Textauszug
FlexCo: Mitarbeiterbeteiligung in Form von Unternehmenswert-Anteilen

Erstellt von Mag. Christoph Fasching, MBA |
Gesellschaftsrecht

Neuheit im österreichischen Gesellschaftsrecht: Mitarbeiterbeteiligung durch Unternehmenswert-Anteile in der Flexiblen Kapitalgesellschaft. Wir informieren, was es damit auf sich hat und worauf zu achten ist. 

Bei Unternehmenswert-Anteilen handelt es sich um eine neue, auf die Bedürfnisse der Praxis zugeschnittene Beteiligungsform bzw Anteilsklasse, die vor allem für Start-Ups und andere innovativen Unternehmen eine spannende Möglichkeit zur Mitarbeiterbeteiligung bietet. Die Grundkonzeption der Unternehmenswert-Anteile ist, dass den Unternehmenswert-Beteiligten eine Beteiligung am Substanzwert und am Gewinn der Gesellschaft zusteht, jedoch kein Stimmrecht. Diese Beteiligung steht nicht nur Mitarbeiterinnen offen. 

 

Zur Möglichkeit der Ausgabe 

Im Gesellschaftsvertrag muss die Ausgabe von Unternehmenswert-Anteilen geregelt sein. Das Ausmaß der Unternehmenswert-Anteile darf max. 25% des Stammkapitals erreichen. Eine Pflicht zur Ausgabe von Unternehmenswert-Anteilen gibt es aber nicht.

Datensätze
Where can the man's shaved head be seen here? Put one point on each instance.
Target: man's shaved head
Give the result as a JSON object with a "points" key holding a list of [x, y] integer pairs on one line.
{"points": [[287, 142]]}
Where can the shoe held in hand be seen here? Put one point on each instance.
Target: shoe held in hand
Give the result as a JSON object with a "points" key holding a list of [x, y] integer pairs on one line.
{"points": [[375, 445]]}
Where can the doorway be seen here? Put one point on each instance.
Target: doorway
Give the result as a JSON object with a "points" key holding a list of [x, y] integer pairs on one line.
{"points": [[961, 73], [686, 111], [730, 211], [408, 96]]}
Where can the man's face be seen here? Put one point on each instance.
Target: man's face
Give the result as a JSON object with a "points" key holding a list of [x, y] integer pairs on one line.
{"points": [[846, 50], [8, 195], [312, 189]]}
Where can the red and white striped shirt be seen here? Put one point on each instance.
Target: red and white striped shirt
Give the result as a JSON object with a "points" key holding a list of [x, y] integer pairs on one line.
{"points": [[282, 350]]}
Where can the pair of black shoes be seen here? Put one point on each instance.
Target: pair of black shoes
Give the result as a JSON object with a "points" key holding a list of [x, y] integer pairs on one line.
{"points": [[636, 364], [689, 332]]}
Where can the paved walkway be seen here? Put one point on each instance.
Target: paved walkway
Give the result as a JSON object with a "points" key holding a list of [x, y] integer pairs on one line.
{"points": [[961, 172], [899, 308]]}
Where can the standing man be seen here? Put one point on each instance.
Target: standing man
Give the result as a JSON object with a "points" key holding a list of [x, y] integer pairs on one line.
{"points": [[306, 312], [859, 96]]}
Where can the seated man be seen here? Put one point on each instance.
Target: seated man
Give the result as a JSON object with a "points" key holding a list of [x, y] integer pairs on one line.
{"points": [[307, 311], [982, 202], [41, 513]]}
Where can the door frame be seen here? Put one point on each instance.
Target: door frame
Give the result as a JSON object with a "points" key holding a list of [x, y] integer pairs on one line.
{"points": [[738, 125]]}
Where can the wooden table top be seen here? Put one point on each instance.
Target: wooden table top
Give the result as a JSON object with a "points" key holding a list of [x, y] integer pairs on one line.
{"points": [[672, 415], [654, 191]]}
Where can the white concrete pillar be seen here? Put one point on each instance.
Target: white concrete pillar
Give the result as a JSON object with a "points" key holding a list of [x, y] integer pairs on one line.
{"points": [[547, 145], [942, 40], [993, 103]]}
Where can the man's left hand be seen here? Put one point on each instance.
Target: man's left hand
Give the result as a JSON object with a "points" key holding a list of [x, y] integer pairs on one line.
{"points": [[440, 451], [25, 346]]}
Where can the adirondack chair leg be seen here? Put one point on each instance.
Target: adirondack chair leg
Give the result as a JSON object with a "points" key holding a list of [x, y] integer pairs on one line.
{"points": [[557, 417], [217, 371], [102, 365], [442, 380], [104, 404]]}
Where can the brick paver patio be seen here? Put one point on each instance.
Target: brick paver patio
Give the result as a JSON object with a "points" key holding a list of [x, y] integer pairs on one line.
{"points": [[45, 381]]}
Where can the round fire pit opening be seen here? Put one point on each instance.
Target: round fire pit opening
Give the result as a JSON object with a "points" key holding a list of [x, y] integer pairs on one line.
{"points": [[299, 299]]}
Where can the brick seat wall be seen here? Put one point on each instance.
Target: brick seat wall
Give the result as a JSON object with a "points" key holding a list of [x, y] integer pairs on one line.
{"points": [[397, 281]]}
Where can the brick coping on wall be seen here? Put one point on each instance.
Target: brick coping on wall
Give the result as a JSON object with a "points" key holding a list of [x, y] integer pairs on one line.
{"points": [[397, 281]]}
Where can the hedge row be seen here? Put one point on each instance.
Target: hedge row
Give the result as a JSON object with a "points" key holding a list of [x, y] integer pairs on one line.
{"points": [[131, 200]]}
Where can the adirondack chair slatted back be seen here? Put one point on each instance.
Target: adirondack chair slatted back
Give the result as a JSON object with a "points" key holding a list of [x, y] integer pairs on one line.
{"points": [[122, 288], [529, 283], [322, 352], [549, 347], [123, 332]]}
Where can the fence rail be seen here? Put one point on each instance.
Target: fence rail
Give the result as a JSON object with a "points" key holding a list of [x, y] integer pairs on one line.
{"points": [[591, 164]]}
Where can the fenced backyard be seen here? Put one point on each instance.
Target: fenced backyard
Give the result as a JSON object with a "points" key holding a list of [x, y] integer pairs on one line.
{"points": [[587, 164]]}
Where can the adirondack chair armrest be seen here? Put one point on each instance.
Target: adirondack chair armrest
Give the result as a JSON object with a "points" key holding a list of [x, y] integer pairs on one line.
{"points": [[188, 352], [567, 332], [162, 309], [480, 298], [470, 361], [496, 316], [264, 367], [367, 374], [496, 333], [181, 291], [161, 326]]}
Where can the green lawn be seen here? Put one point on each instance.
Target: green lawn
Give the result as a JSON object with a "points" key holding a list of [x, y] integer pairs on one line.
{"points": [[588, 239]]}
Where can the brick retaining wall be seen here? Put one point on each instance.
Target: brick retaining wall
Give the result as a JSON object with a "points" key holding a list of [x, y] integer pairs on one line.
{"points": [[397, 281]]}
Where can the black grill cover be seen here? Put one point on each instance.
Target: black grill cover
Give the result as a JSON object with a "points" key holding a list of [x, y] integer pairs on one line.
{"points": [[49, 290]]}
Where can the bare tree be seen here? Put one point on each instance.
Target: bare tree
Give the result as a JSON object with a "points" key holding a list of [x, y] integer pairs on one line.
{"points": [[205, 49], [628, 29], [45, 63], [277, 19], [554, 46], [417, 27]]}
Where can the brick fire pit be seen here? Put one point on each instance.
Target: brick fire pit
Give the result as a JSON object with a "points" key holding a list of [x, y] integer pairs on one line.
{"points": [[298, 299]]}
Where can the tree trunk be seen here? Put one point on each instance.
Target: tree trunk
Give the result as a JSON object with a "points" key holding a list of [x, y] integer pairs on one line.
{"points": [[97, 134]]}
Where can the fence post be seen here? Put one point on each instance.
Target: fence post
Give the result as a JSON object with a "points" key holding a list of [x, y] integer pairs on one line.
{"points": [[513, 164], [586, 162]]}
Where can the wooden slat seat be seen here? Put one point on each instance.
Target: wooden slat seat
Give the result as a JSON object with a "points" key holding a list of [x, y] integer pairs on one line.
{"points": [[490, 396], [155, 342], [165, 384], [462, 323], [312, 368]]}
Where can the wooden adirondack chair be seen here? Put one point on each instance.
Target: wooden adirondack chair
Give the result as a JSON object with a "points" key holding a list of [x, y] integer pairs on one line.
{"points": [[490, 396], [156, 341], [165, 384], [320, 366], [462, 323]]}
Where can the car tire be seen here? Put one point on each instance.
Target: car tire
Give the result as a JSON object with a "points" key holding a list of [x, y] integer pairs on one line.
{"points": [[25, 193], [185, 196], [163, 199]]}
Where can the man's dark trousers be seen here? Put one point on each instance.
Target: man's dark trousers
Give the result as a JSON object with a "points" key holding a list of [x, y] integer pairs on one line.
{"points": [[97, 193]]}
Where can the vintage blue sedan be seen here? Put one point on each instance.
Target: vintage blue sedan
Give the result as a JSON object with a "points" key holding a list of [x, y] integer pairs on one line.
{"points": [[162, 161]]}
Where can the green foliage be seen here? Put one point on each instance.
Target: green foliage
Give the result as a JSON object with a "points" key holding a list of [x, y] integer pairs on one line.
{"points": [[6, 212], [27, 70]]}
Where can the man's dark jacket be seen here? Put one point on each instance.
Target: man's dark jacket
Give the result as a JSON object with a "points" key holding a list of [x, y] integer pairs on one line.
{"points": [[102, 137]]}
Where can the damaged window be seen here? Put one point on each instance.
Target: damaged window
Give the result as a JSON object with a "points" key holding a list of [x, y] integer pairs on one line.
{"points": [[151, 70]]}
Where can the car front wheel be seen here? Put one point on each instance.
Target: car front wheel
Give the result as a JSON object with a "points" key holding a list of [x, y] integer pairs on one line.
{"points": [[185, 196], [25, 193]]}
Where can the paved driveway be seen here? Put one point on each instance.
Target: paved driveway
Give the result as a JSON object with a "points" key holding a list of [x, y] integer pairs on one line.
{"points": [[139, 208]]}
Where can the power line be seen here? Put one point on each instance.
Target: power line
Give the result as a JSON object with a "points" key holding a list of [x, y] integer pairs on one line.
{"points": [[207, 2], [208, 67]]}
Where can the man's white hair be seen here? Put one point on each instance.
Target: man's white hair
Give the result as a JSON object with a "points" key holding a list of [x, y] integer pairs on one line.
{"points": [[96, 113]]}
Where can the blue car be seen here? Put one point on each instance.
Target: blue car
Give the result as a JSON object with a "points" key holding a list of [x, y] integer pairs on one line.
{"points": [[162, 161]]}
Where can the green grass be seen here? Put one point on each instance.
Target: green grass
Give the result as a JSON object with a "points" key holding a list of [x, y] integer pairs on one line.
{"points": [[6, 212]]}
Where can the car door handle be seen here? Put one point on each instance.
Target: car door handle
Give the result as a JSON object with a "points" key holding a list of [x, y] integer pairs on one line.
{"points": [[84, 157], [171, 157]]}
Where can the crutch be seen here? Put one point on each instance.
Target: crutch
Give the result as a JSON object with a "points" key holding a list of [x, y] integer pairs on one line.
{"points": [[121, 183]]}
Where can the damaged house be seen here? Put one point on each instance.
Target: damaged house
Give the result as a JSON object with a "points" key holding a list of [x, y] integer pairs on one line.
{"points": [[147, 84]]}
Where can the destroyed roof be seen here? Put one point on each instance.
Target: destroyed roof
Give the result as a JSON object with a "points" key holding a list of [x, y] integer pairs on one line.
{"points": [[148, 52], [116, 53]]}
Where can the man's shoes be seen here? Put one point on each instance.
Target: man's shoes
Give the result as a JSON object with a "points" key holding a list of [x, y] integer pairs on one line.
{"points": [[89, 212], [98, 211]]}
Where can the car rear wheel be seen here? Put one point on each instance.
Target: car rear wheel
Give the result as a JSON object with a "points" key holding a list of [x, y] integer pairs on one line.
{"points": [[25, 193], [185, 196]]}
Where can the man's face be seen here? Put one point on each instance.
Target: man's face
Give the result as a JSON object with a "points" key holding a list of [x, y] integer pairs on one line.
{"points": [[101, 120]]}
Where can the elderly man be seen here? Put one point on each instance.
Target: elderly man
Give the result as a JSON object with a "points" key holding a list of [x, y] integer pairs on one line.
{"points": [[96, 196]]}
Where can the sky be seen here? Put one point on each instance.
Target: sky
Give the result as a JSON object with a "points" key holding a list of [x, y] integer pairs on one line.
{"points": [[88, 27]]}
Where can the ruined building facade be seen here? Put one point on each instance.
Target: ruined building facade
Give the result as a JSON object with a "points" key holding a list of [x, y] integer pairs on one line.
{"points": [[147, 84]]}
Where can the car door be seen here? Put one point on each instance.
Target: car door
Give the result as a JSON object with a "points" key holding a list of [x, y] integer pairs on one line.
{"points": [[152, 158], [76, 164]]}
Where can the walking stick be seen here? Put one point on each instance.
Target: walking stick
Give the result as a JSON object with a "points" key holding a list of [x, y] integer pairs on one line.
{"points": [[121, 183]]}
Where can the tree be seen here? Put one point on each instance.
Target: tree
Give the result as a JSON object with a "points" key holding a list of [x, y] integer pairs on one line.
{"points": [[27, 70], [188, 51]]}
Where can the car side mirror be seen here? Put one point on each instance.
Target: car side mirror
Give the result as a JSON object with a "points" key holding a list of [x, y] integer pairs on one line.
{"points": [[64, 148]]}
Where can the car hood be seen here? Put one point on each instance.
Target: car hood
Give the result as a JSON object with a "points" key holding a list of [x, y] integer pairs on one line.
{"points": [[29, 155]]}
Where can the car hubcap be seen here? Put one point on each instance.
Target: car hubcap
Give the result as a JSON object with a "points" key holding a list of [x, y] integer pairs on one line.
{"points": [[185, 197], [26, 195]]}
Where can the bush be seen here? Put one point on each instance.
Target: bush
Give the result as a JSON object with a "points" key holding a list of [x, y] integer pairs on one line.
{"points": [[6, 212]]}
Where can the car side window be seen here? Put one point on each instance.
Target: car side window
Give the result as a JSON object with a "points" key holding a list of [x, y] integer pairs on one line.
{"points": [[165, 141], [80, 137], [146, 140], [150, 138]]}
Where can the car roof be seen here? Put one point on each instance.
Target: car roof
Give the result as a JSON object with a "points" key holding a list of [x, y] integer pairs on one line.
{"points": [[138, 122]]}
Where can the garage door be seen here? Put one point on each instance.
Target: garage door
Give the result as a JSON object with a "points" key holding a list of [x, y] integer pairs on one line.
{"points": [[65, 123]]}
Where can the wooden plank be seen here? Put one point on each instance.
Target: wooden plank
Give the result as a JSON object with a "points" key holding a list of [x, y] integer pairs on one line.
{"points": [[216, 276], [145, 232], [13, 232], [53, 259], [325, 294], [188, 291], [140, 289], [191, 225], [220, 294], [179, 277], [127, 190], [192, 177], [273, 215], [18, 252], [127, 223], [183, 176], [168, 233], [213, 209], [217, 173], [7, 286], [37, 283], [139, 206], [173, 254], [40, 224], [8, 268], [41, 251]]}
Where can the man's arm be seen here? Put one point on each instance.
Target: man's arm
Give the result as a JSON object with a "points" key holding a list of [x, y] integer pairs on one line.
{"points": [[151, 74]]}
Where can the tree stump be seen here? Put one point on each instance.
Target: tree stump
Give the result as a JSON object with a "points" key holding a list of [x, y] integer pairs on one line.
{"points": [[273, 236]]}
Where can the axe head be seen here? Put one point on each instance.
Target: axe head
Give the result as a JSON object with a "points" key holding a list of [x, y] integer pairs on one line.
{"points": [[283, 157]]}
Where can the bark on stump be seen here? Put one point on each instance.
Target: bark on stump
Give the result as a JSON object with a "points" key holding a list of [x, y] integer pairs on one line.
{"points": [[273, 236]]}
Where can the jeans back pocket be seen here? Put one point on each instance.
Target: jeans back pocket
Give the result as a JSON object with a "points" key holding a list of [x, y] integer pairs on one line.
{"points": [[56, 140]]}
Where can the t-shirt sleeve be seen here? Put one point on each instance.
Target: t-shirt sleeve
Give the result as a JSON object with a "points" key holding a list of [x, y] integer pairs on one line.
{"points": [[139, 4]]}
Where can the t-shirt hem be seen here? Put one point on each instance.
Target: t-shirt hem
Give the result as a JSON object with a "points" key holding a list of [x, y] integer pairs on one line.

Zu erledigen
A – Drucke den Abschnitt aus dem Textauszug über Unternehmenswert-Anteile wortgetreu ab, beginnend mit „Bei Unternehmenswert-Anteilen handelt“ und weiter bis einschließlich „es aber nicht.“.
B – Gib die Zeilen von der Zeile mit „Where can the bark“ bis zur letzten Zeile erneut aus. Setze darin überall „shirt“ an die Stelle von „t-shirt“ und lass alles andere unverändert.

Antworten
A –
Bei Unternehmenswert-Anteilen handelt es sich um eine neue, auf die Bedürfnisse der Praxis zugeschnittene Beteiligungsform bzw Anteilsklasse, die vor allem für Start-Ups und andere innovativen Unternehmen eine spannende Möglichkeit zur Mitarbeiterbeteiligung bietet. Die Grundkonzeption der Unternehmenswert-Anteile ist, dass den Unternehmenswert-Beteiligten eine Beteiligung am Substanzwert und am Gewinn der Gesellschaft zusteht, jedoch kein Stimmrecht. Diese Beteiligung steht nicht nur Mitarbeiterinnen offen. 

 

Zur Möglichkeit der Ausgabe 

Im Gesellschaftsvertrag muss die Ausgabe von Unternehmenswert-Anteilen geregelt sein. Das Ausmaß der Unternehmenswert-Anteile darf max. 25% des Stammkapitals erreichen. Eine Pflicht zur Ausgabe von Unternehmenswert-Anteilen gibt es aber nicht.

B –
Where can the bark on stump be seen here? Put one point on each instance.
Target: bark on stump
Give the result as a JSON object with a "points" key holding a list of [x, y] integer pairs on one line.
{"points": [[273, 236]]}
Where can the jeans back pocket be seen here? Put one point on each instance.
Target: jeans back pocket
Give the result as a JSON object with a "points" key holding a list of [x, y] integer pairs on one line.
{"points": [[56, 140]]}
Where can the shirt sleeve be seen here? Put one point on each instance.
Target: shirt sleeve
Give the result as a JSON object with a "points" key holding a list of [x, y] integer pairs on one line.
{"points": [[139, 4]]}
Where can the shirt hem be seen here? Put one point on each instance.
Target: shirt hem
Give the result as a JSON object with a "points" key holding a list of [x, y] integer pairs on one line.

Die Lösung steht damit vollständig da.